## Position annotation records
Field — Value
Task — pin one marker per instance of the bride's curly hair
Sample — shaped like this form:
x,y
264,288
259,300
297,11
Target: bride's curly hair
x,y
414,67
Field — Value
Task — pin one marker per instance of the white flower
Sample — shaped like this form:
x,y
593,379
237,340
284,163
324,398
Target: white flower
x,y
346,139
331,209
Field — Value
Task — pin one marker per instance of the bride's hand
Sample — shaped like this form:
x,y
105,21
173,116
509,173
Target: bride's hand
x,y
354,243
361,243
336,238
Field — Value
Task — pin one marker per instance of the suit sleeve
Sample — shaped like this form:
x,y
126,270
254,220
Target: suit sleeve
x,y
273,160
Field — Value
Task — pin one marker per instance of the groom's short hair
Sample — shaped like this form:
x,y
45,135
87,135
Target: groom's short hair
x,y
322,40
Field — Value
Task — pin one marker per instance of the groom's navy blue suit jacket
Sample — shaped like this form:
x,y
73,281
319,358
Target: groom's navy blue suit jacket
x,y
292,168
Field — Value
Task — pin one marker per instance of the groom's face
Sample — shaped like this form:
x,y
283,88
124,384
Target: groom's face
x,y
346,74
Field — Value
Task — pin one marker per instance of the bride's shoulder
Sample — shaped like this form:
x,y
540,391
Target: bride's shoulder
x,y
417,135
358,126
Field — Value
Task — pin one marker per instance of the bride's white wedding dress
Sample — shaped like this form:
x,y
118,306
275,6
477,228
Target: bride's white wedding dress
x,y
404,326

## Stated task
Turn all of the rows above into a JSON list of strings, with one string per line and blank lines left out.

## Written answer
[
  "Field — Value",
  "Task — pin one marker per instance of the bride's curly hair",
  "Sample — shaped like this form:",
  "x,y",
  "264,288",
  "259,300",
  "297,11",
  "Target: bride's curly hair",
  "x,y",
  "414,67",
  "Field — Value",
  "Task — pin one marker per instance of the white flower",
  "Sample — shaped like this form:",
  "x,y",
  "593,379",
  "237,340",
  "284,163",
  "324,398",
  "Target: white flower",
  "x,y",
  "346,139",
  "331,209",
  "Field — Value",
  "Task — pin one marker per instance of the bride's hand",
  "Sample — shaped like this form:",
  "x,y",
  "105,21",
  "173,116",
  "509,173",
  "Target: bride's hand",
  "x,y",
  "354,243",
  "361,243",
  "336,238",
  "Field — Value",
  "Task — pin one marker per instance of the suit sleeve",
  "Sample — shaped like this form:",
  "x,y",
  "126,270",
  "254,220",
  "Target: suit sleeve",
  "x,y",
  "273,160",
  "Field — Value",
  "Task — pin one marker per instance of the groom's short hair",
  "Sample — shaped like this form:",
  "x,y",
  "45,135",
  "87,135",
  "Target: groom's short hair",
  "x,y",
  "322,40",
  "Field — Value",
  "Task — pin one marker per instance of the groom's navy blue suit jacket",
  "Sample — shaped like this form:",
  "x,y",
  "73,281",
  "319,358",
  "Target: groom's navy blue suit jacket",
  "x,y",
  "292,168",
  "Field — Value",
  "Task — pin one marker per instance of the groom's face",
  "Sample — shaped like this form:",
  "x,y",
  "283,88",
  "124,384",
  "Target: groom's face",
  "x,y",
  "346,74",
  "Field — Value",
  "Task — pin one marker per instance of the bride's shoulder",
  "Sample — shaped like this form:",
  "x,y",
  "540,391",
  "Target: bride's shoulder",
  "x,y",
  "417,135",
  "358,126",
  "Field — Value",
  "Task — pin one marker per instance of the bride's white wedding dress",
  "Sample — shaped like this form:",
  "x,y",
  "118,306",
  "275,6",
  "477,228",
  "Target: bride's white wedding dress",
  "x,y",
  "404,326"
]